Doğurganlığı etkileyen etkenleri anlatan metni son cümlesinin ardından sürdürür müsünüz?

> **Alıntı metin**:
-.-.-
ÇEVRESEL ZARARLI MADDELER
Çevremizdeki birçok kimyasal maddenin doğurganlık, gebelik kayıpları ve kusurlu bebek doğumuyla ilişkili olduğu gösterilmiştir. Pestisit (tarım zehiri) ve solventlere (yağ çözücü maddeler, boya ve boya çıkarıcılar, yapıştırıcılar ve kozmetiklerde bulunur) maruz kalmanın sperm sayısını yüzde 40 azalttığı bilinmekte ve yüksek ısı maruziyeti nedeniyle kaynakçılık da sperm sayısının azalmasında risk oluşturmakta.
STRES
Stres hormonlar üzerine, sinir sistemi ve bağışıklık sistemine etki ederek doğurganlığı etkileyebilmektedir. Stresin YÜT (Yardımcı Üreme Teknikleri) üzerindeki etkileri de araştırılan konulardan biridir. Ancak stres nedenini, düzeyini tanımlamak ve ölçmek zordur. Stresin toplanan yumurta sayısını ve gebelik oranı azalttığı gösterilmiştir. Yumurta toplama ve embriyo transferi gibi stresli anlarda, adrenalin düzeyi fazla olan kişilerde gebelik oranının azaldığı ve gevşeme-stresle baş etme programlarının gebelik oranlarını yükselttiği şeklinde araştırma sonuçları mevcuttur.
-.-.-
> **Verilen malzeme**:
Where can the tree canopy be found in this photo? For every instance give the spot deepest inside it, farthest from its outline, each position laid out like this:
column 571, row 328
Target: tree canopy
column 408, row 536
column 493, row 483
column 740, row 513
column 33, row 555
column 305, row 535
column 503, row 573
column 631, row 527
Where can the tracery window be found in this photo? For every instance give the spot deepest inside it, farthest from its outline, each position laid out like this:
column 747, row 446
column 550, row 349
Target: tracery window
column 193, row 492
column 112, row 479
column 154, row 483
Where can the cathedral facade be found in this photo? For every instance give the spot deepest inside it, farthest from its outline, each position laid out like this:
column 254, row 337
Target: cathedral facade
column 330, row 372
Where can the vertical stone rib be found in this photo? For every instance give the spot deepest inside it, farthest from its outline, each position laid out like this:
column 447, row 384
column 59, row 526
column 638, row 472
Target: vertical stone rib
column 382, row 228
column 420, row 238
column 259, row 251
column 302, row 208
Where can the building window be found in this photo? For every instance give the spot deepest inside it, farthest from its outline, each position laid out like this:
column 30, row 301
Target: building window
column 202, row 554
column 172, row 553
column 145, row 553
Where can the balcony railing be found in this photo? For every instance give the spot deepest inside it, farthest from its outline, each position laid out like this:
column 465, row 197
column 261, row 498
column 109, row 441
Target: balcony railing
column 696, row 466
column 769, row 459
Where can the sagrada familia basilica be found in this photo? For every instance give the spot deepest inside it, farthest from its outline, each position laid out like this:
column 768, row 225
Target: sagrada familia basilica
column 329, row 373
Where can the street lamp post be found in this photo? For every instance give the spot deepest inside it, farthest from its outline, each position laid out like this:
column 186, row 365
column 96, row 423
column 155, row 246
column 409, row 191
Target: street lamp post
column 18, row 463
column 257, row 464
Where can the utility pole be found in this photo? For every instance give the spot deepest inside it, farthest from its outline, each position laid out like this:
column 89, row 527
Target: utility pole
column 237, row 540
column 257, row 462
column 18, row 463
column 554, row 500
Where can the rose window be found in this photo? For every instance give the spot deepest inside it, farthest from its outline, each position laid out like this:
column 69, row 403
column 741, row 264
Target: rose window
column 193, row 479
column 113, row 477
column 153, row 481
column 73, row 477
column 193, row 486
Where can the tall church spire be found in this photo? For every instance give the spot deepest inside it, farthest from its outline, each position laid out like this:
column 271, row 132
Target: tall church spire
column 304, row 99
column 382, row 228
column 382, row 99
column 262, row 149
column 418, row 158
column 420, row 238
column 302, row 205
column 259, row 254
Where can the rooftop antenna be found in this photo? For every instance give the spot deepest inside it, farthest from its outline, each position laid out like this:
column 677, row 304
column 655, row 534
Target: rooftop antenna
-.-.-
> **Alıştırma yanıtı**:
İLERİ YAŞ
Eğitim, kariyer, ekonomik nedenler ve evlilik anlayışındaki değişikliklerin, son 30 yılda kadınlarda ilk doğum yaşını artırmıştır. İleri yaş kısırlık için risk faktörüdür. Doğurganlık 35’e kadar yavaş azalırken, bu yaştan sonra hızlı bir düşüş göstermektedir. Benzer şekilde YÜT (Yardımcı Üreme Teknikleri) tedavisinde de, klinik gebelik oranı, transfer edilen embriyo başına canlı doğum oranı anlamlı şekilde azalmaktadır.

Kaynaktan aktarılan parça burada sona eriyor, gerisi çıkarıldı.